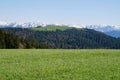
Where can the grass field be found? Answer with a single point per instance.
(61, 64)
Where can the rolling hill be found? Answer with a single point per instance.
(68, 38)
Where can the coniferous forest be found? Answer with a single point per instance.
(67, 39)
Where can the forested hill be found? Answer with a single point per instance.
(69, 39)
(10, 41)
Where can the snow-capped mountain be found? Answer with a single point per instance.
(107, 29)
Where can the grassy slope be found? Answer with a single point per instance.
(52, 28)
(59, 64)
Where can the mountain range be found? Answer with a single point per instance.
(111, 30)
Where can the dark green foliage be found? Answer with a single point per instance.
(68, 39)
(10, 41)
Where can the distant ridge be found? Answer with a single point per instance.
(112, 30)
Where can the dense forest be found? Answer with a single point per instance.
(10, 41)
(67, 39)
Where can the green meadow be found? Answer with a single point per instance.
(59, 64)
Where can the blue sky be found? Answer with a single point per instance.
(61, 11)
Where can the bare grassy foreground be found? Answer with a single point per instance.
(49, 64)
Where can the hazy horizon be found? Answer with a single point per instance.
(76, 12)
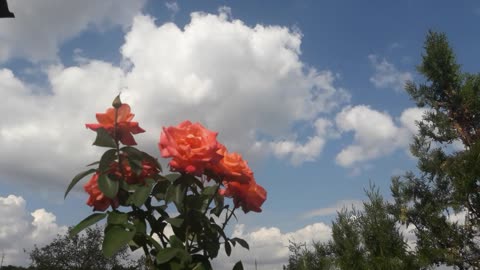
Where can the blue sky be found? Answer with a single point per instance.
(309, 91)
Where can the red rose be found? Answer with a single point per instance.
(99, 201)
(192, 147)
(250, 196)
(125, 126)
(233, 167)
(149, 170)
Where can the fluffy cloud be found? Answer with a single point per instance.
(40, 27)
(239, 80)
(299, 153)
(387, 75)
(333, 209)
(375, 133)
(20, 230)
(269, 246)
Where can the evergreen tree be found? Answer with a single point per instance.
(80, 252)
(361, 240)
(448, 186)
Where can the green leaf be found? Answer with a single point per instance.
(172, 176)
(238, 266)
(160, 189)
(166, 254)
(136, 165)
(176, 242)
(242, 242)
(88, 221)
(140, 195)
(104, 139)
(117, 218)
(108, 186)
(107, 158)
(93, 163)
(176, 222)
(77, 178)
(175, 193)
(115, 238)
(209, 191)
(133, 152)
(140, 226)
(228, 248)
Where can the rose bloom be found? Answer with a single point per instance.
(192, 147)
(99, 201)
(233, 167)
(149, 170)
(250, 196)
(125, 126)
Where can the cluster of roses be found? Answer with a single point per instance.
(194, 150)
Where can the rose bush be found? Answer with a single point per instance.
(130, 182)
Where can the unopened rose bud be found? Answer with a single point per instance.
(117, 102)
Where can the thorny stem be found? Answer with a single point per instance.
(115, 126)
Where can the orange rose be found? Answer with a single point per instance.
(250, 196)
(99, 201)
(149, 170)
(233, 167)
(192, 147)
(125, 126)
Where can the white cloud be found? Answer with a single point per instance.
(241, 81)
(41, 26)
(299, 153)
(387, 75)
(269, 246)
(173, 7)
(20, 230)
(333, 209)
(375, 133)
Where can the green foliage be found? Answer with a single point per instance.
(449, 183)
(79, 252)
(77, 178)
(368, 239)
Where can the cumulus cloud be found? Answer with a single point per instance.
(239, 80)
(41, 26)
(173, 7)
(387, 75)
(333, 209)
(299, 153)
(20, 229)
(269, 246)
(375, 133)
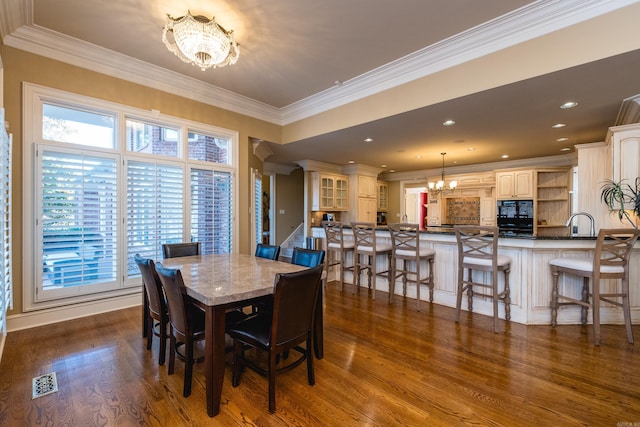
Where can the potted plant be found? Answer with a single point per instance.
(622, 198)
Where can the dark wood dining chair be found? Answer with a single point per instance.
(285, 328)
(366, 252)
(339, 244)
(610, 261)
(155, 306)
(307, 257)
(186, 320)
(267, 251)
(174, 250)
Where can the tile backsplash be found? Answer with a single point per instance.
(462, 210)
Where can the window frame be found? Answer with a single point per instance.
(33, 98)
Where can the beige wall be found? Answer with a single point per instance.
(290, 197)
(20, 66)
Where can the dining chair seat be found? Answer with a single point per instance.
(289, 324)
(175, 250)
(155, 313)
(610, 261)
(478, 250)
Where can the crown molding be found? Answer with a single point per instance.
(570, 159)
(61, 47)
(360, 169)
(14, 14)
(270, 168)
(531, 21)
(261, 149)
(629, 111)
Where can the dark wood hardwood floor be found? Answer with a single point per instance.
(384, 365)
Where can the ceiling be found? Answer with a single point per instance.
(293, 52)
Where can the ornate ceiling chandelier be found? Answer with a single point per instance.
(441, 186)
(200, 41)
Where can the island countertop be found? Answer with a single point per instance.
(505, 234)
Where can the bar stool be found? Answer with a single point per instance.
(405, 243)
(337, 247)
(610, 261)
(366, 252)
(478, 250)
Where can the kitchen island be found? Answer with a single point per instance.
(530, 279)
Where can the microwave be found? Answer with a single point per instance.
(515, 216)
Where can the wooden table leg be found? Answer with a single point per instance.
(214, 357)
(318, 333)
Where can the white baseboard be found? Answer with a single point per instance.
(2, 340)
(59, 314)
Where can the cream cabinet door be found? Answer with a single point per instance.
(514, 184)
(383, 197)
(367, 210)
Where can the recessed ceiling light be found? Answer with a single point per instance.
(568, 104)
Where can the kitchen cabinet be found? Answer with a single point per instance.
(487, 211)
(383, 197)
(367, 186)
(514, 184)
(367, 210)
(329, 192)
(434, 214)
(551, 204)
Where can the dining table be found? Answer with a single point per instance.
(221, 282)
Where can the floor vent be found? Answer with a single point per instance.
(44, 384)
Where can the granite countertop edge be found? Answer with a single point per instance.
(450, 231)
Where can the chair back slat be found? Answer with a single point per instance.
(613, 247)
(152, 284)
(175, 250)
(334, 233)
(364, 234)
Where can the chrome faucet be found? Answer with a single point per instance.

━━━━━━━━━━

Extract the text of all the records above verbatim, excluding pictures.

_Result for this task:_
Where can the grass field be found? Answer with a single point per instance.
(61, 64)
Where can the rolling hill be found? Answer with a single point per instance.
(68, 38)
Where can the coniferous forest be found? Answer with a single point per instance.
(67, 39)
Where can the forested hill be found? Answer with a single point per instance.
(69, 39)
(10, 41)
Where can the snow-capped mountain be found? Answer with a single point per instance.
(107, 29)
Where can the grassy slope be found? Answer with a single point per instance.
(52, 28)
(59, 64)
Where can the mountain range be found? Answer with a single point per instance.
(111, 30)
Where can the dark green foliage be found? Answer with a single point per instance.
(68, 39)
(10, 41)
Where can the distant ridge be found? Answer with a single point per instance.
(112, 30)
Where can the dense forest be found? Answer with a single point per instance.
(10, 41)
(67, 39)
Where can the green meadow be found? Answer with a single point per instance.
(59, 64)
Where can the blue sky be found? Answer with a single point per instance.
(61, 11)
Where can the bare grassy foreground be found? Answer with a single point per instance.
(49, 64)
Where can the hazy horizon be found? Answer with a single point per instance.
(76, 12)
Where can the blue sky be found? Answer with a single point per instance.
(309, 91)
Where can the red rose be found? Answer with a single point per instance.
(99, 201)
(192, 147)
(250, 196)
(125, 126)
(233, 167)
(149, 170)
Where can the fluffy cloud be found? Answer with a single point per instance.
(40, 27)
(239, 80)
(299, 153)
(387, 75)
(333, 209)
(375, 133)
(20, 230)
(269, 246)
Where can the evergreen tree be found? Answer with a single point per instance.
(80, 252)
(361, 240)
(448, 186)
Where can the green leaf be found? Answer with a single point per instance.
(172, 176)
(238, 266)
(160, 189)
(166, 254)
(136, 165)
(176, 242)
(242, 242)
(88, 221)
(140, 195)
(104, 139)
(117, 218)
(108, 186)
(107, 158)
(93, 163)
(176, 222)
(77, 178)
(175, 193)
(115, 238)
(209, 191)
(133, 152)
(140, 226)
(228, 248)
Where can the rose bloom be found? Answer with a single point per instance.
(192, 147)
(99, 201)
(233, 167)
(149, 170)
(250, 196)
(125, 126)
Where can the cluster of roses be found? Answer with a single point per instance.
(194, 150)
Where can the rose bush be found? Answer with a single point per instance.
(130, 182)
Where can the unopened rose bud be found? Answer with a single point per instance.
(117, 102)
Where can the thorny stem be found? Answer with a single point per instance.
(115, 126)
Where can the orange rose be found? Answer with a single point per instance.
(250, 196)
(99, 201)
(149, 170)
(233, 167)
(192, 147)
(125, 126)
Where can the white cloud be found? Answer with a single point per instance.
(241, 81)
(41, 26)
(299, 153)
(387, 75)
(269, 246)
(173, 7)
(20, 230)
(333, 209)
(375, 133)
Where can the green foliage be found? Answer with a single point per instance.
(449, 183)
(79, 252)
(77, 178)
(368, 239)
Where can the cumulus cloud be found? Answer with a single point per instance.
(239, 80)
(41, 26)
(173, 7)
(387, 75)
(333, 209)
(299, 153)
(20, 229)
(269, 246)
(375, 133)
Where can the potted plant be found? Answer with a single point per instance.
(622, 198)
Where can the dark wood dining chair be found? Answer with a single point per instance.
(285, 328)
(366, 252)
(339, 244)
(610, 261)
(155, 306)
(307, 257)
(186, 320)
(267, 251)
(174, 250)
Where can the tile backsplash be found? Answer with a single point per instance.
(462, 210)
Where can the window frame be found? Answer with a single point per instance.
(33, 98)
Where can the beige wall be found? Answer with a single point per instance.
(290, 197)
(20, 66)
Where can the dining chair seat be found? Answer with a single point per instance.
(289, 324)
(175, 250)
(155, 313)
(610, 261)
(478, 250)
Where can the crown molding be found? Answer with a single point per instance.
(570, 159)
(61, 47)
(360, 169)
(14, 14)
(270, 168)
(531, 21)
(261, 149)
(629, 111)
Where can the dark wood hardwood floor be found? Answer with a single point per instance.
(384, 365)
Where can the ceiling be found? Answer with a single point per instance.
(293, 52)
Where can the ornate ceiling chandelier be found? Answer with a single point per instance.
(441, 186)
(200, 41)
Where can the island countertop be found? Answer with a single point per instance.
(505, 234)
Where can the bar stool be found? Answer with a single point per instance.
(405, 243)
(337, 247)
(610, 261)
(366, 252)
(478, 250)
Where can the kitchen island be found? Answer with a single point per instance.
(530, 279)
Where can the microwave be found? Answer with a single point per instance.
(515, 216)
Where can the wooden table leg be found? Answer with a single point per instance.
(214, 357)
(318, 333)
Where can the white baseboard be found? Answer with a single point per instance.
(2, 340)
(59, 314)
Where can the cream cabinet door be found? Answer with a single point per instance.
(514, 184)
(383, 197)
(367, 210)
Where can the recessed ceiling light be found? Answer with a single point per instance.
(568, 104)
Where can the kitchen cabinet be found? Answer with a single point per instance.
(487, 211)
(383, 197)
(367, 186)
(514, 184)
(367, 210)
(329, 192)
(434, 214)
(551, 204)
Where can the dining table be found? Answer with a single point per instance.
(221, 282)
Where can the floor vent be found? Answer with a single point per instance.
(44, 384)
Where can the granite countertop edge be found? Answer with a single point per instance.
(450, 231)
Where can the chair back slat be found? Answer with a single point per instance.
(613, 247)
(152, 284)
(175, 250)
(334, 233)
(364, 234)
Where can the chrome faucet be found? Answer with a single point per instance.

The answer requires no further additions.